§ **Text section**:
>>>

Some things are important more for what they represent than for what they are, and for me one such is the humble shoelace. These long, thin and usually featureless strands have been threaded through shoe eyelets for over a thousand years and have changed little. There has been competition – buckles, elastic, zips, plastic and rubber (the cunning bucket-shaped back of the Croc) – and the handy but ugly Velcro – but for me the lace remains supreme. In my shoes I would have nothing else
But in everyday life, it is not so much the lace, more the tying. I am talking of the infamous bow, and tying a bow is very a special skill, so much so that the capacity to do it is listed in paediatric text books as a milestone of growing up. It is taken as an example of a ‘fine motor skill’ and as something children should be doing by age 5-6 years. Tying one’s laces is also something that gets difficult in older age. With inflexibility or the loss of coordination, such problems can usher in what might be dubbed ‘the age of Velcro’.
But enough of this meandering. For some unexpected reason, my shoe laces came to the fore in late May. An old pair had finally fallen apart: one member had snapped, the other had lost an aglet. The cobbler asked me what length I needed. I had no idea, so I put my shoe on the counter and, after counting the number of eyelets and looking at the style of the shoe, he sold me a pair of the right length. But they were not.

<<<

§ **Data extract**:
>>>

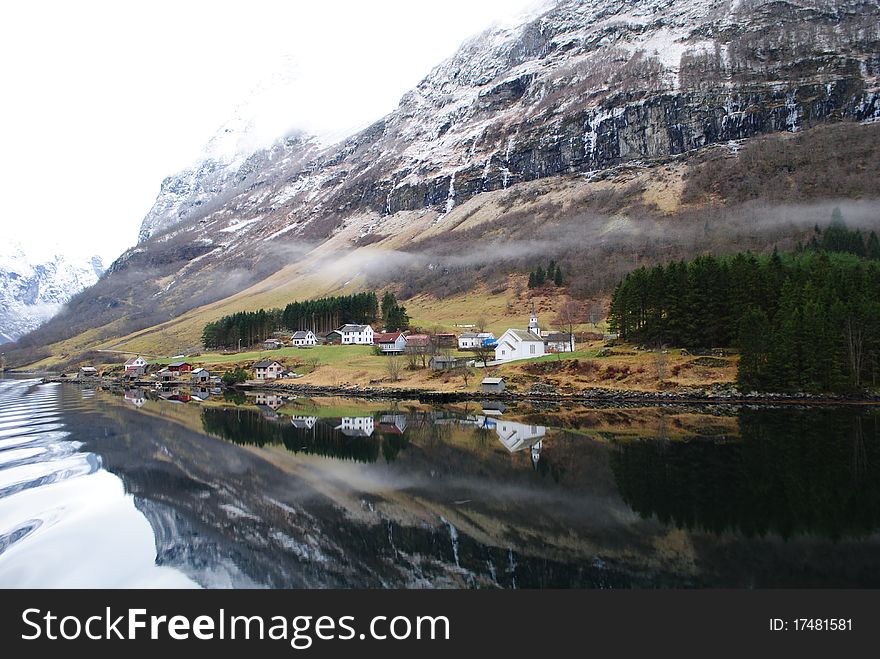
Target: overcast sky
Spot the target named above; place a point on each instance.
(102, 100)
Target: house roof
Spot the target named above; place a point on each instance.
(353, 328)
(524, 335)
(386, 337)
(417, 339)
(265, 363)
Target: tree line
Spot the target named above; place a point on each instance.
(803, 321)
(322, 315)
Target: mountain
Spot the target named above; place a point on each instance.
(31, 293)
(594, 132)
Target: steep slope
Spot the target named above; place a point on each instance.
(590, 101)
(31, 293)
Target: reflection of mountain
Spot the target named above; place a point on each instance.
(794, 472)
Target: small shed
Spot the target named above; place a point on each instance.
(492, 385)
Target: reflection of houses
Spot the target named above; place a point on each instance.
(304, 339)
(394, 424)
(356, 426)
(521, 344)
(268, 369)
(303, 422)
(201, 393)
(180, 367)
(390, 343)
(135, 397)
(446, 339)
(516, 436)
(134, 364)
(356, 334)
(273, 401)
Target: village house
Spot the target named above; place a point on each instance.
(356, 426)
(390, 343)
(356, 334)
(180, 367)
(559, 342)
(492, 385)
(521, 344)
(304, 339)
(474, 340)
(418, 343)
(200, 375)
(267, 369)
(135, 363)
(446, 339)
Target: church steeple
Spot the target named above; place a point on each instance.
(533, 322)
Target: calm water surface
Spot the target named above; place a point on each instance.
(188, 488)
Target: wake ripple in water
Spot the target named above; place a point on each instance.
(64, 520)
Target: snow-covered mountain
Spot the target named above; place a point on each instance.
(32, 291)
(585, 93)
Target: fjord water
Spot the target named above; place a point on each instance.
(190, 488)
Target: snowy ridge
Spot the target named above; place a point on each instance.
(31, 293)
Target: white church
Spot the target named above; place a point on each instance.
(521, 344)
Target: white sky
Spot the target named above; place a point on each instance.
(102, 100)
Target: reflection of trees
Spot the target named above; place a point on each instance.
(249, 427)
(794, 471)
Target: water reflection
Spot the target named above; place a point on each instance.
(270, 490)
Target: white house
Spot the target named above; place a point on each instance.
(559, 342)
(268, 369)
(520, 344)
(304, 339)
(390, 342)
(356, 334)
(357, 426)
(135, 363)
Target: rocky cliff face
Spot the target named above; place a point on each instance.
(31, 293)
(581, 88)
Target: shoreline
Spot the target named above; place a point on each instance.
(593, 395)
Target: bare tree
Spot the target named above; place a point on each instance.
(661, 358)
(393, 366)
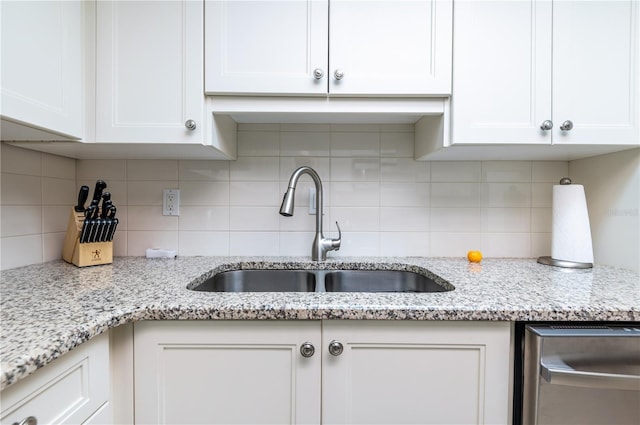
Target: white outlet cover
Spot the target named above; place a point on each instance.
(171, 202)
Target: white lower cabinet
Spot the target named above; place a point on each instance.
(73, 389)
(380, 372)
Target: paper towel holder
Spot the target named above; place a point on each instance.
(549, 261)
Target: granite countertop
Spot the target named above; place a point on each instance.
(48, 309)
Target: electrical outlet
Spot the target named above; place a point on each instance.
(171, 202)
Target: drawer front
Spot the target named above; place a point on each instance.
(69, 390)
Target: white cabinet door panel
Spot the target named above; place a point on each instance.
(149, 71)
(256, 47)
(416, 372)
(595, 71)
(42, 53)
(390, 47)
(213, 372)
(501, 72)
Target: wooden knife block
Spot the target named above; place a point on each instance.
(84, 254)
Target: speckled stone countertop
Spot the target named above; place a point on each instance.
(48, 309)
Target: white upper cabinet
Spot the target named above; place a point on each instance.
(42, 69)
(337, 47)
(523, 70)
(149, 82)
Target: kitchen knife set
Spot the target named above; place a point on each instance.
(100, 220)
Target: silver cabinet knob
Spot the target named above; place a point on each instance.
(190, 124)
(335, 348)
(31, 420)
(546, 125)
(307, 349)
(566, 126)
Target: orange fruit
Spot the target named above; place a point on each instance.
(474, 256)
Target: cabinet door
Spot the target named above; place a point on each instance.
(216, 372)
(501, 72)
(596, 75)
(416, 372)
(42, 65)
(70, 390)
(262, 47)
(390, 47)
(149, 71)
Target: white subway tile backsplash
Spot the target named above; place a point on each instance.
(55, 218)
(506, 245)
(19, 220)
(59, 167)
(356, 218)
(93, 169)
(549, 171)
(386, 203)
(203, 243)
(502, 220)
(255, 193)
(252, 218)
(20, 251)
(52, 245)
(258, 143)
(205, 218)
(21, 161)
(404, 194)
(455, 220)
(396, 144)
(255, 168)
(21, 189)
(158, 169)
(304, 143)
(455, 195)
(215, 193)
(355, 144)
(254, 243)
(57, 191)
(355, 194)
(355, 169)
(146, 192)
(404, 219)
(454, 244)
(506, 195)
(289, 164)
(203, 170)
(150, 218)
(404, 244)
(456, 171)
(541, 195)
(138, 241)
(506, 171)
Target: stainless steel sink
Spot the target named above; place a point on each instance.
(380, 281)
(260, 281)
(321, 281)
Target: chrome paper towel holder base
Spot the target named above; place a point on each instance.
(547, 260)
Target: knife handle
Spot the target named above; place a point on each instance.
(83, 194)
(97, 192)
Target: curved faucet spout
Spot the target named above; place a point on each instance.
(320, 244)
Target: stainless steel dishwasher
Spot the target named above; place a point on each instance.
(581, 375)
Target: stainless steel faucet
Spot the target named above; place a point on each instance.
(321, 245)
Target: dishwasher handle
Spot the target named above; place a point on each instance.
(556, 371)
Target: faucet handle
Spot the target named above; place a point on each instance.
(335, 243)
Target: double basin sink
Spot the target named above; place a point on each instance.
(394, 281)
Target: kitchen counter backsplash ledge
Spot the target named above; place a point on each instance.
(48, 309)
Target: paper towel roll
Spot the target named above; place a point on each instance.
(571, 233)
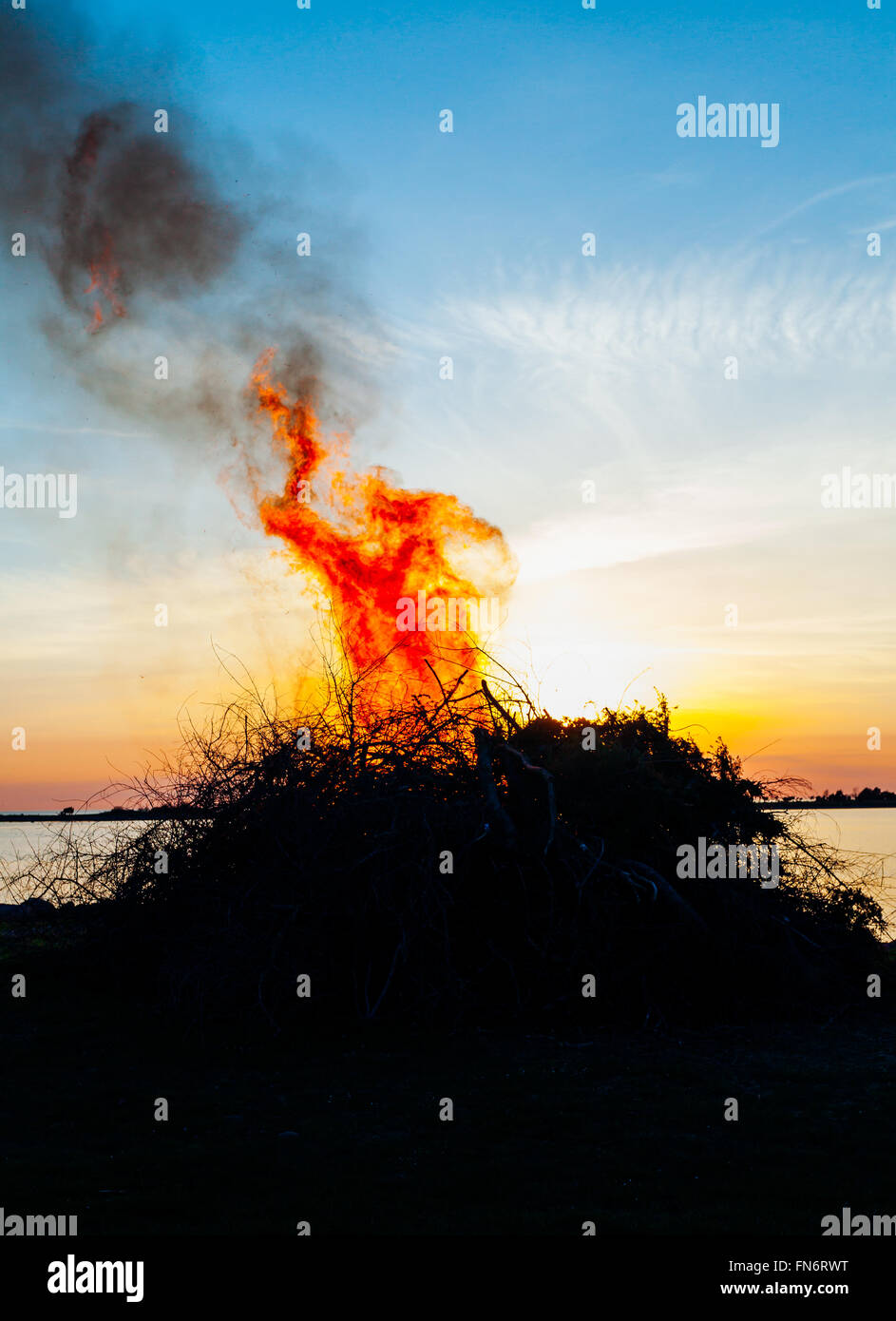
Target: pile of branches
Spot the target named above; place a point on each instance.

<<<

§ **What to do**:
1) Reproduce word for word the part of the shoelace text that opens with the words containing "But enough of" and closes with "they were not.".
2) Using the shoelace text, state whether each statement agrees with it, answering yes or no and quoting the deciding words exactly: (a) Laces have been threaded through shoe eyelets for more than a thousand years. (b) Children are expected to be able to tie a bow by age 3. (c) The cobbler chose the lace length by measuring the broken laces.

§ **Answers for this exercise**:
1)
But enough of this meandering. For some unexpected reason, my shoe laces came to the fore in late May. An old pair had finally fallen apart: one member had snapped, the other had lost an aglet. The cobbler asked me what length I needed. I had no idea, so I put my shoe on the counter and, after counting the number of eyelets and looking at the style of the shoe, he sold me a pair of the right length. But they were not.

2)
(a) Yes: "have been threaded through shoe eyelets for over a thousand years"
(b) No: "something children should be doing by age 5-6 years"
(c) No: "after counting the number of eyelets and looking at the style of the shoe, he sold me a pair of the right length"